◆ Texte source:
La Comédie-Française autour de 1830
Il est impossible de comprendre la situation de la Comédie-Française à l’époque romantique si l’on n’a pas bien en tête le « système du privilège », en vigueur de 1806-1807 à 1864. Nous ne reviendrons pas ici en détail sur ce cadre administratif[2] mais rappelons que les trois décrets adoptés par Napoléon Ier ont mis fin à la liberté des théâtres proclamée en 1791. Le nombre des théâtres est désormais limité, à Paris comme en province, chaque scène se voit attribuer un genre précis et tous les directeurs de théâtre du pays sont nommés par le pouvoir, un « privilège » étant nécessaire pour diriger une entreprise théâtrale. Tout le système, qui s’inspire de l’Ancien Régime, est conçu pour favoriser les théâtres officiels (la Comédie-Française, l’Opéra, l’Odéon et l’Opéra-Comique), au détriment des théâtres dits « secondaires ». Hiérarchie des salles et hiérarchie des genres dramatiques et lyriques vont de pair. La Restauration reprend à son compte le système administratif hérité de l’Empire et sa politique théâtrale est clairement guidée par la volonté d’avantager les théâtres royaux. Le comte de Pradel, directeur général du ministère de la Maison du Roi, écrit ainsi, le 10 avril 1820, au préfet de police que les décrets de 1806 et 1807 « étaient fort sages et [sont] des meilleurs à maintenir[3] ». Mais cette politique s’avère un échec complet car elle ne parvient pas à brider le dynamisme des théâtres secondaires ni à empêcher la création à Paris de nouvelles salles, tous les moyens étant bons pour obtenir un privilège… quitte ensuite à ne pas en respecter les termes ! Le 9 décembre 1822, le marquis de Lauriston, ministre de la Maison du Roi, écrit au ministre de l’Intérieur :
Ce qui leur est funeste [aux théâtres royaux], […] c’est l’augmentation progressive de ces théâtres secondaires dont les uns, tels que le Gymnase, la Porte-Saint-Martin, et presque tous les établissements dramatiques du Boulevard, offrent au public, à meilleur marché et dans les lieux les plus fréquentés de petites comédies mêlées d’ariettes, véritable genre d’opéra-comique, que les spectateurs ne vont plus chercher à nos théâtres lyriques. […] La plupart de ces théâtres, de nouvelle création, sont d’ailleurs consacrés à un genre qui ne frappe les yeux que par l’éclat des costumes et des décorations, qui procure des émotions fortes par des moyens que le goût n’approuve pas sans doute, mais qui n’en font paraître que plus froide, à des juges ignorants et peu difficiles, les combinaisons des grands Maîtres dont les chefs-d’œuvre ont porté si haut la gloire de notre théâtre[4].

◆ Enregistrements fournis:
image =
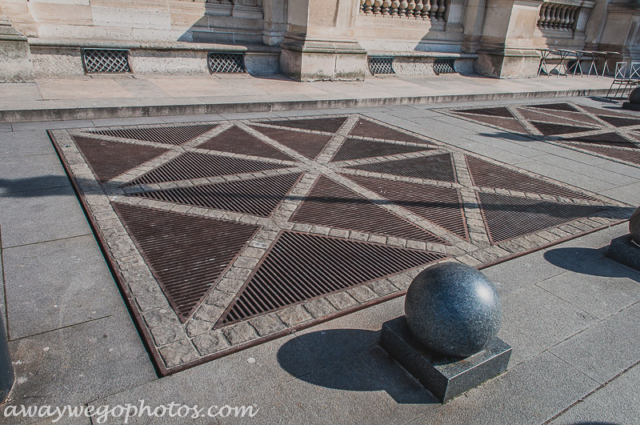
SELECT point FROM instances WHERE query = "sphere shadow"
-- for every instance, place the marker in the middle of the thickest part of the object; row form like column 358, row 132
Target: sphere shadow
column 350, row 360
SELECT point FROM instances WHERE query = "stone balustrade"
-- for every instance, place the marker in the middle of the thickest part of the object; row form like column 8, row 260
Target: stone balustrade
column 412, row 9
column 558, row 17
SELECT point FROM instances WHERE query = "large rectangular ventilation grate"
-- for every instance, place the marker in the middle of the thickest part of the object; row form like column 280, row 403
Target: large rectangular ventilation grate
column 444, row 66
column 227, row 63
column 99, row 61
column 381, row 65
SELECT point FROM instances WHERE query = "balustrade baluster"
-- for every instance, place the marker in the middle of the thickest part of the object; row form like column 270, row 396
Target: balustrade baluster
column 377, row 6
column 417, row 11
column 410, row 7
column 386, row 5
column 441, row 10
column 395, row 4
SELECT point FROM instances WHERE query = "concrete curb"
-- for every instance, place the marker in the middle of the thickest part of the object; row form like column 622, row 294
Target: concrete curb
column 89, row 113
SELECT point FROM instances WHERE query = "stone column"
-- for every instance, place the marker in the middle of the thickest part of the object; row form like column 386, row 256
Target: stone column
column 275, row 21
column 15, row 57
column 506, row 45
column 320, row 43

◆ Activité:
D'après le texte source, quels théâtres officiels le système du privilège est-il conçu pour favoriser ? Citez-les tous.

◆ Réponse attendue:
- la Comédie-Française
- l'Opéra
- l'Odéon
- l'Opéra-Comique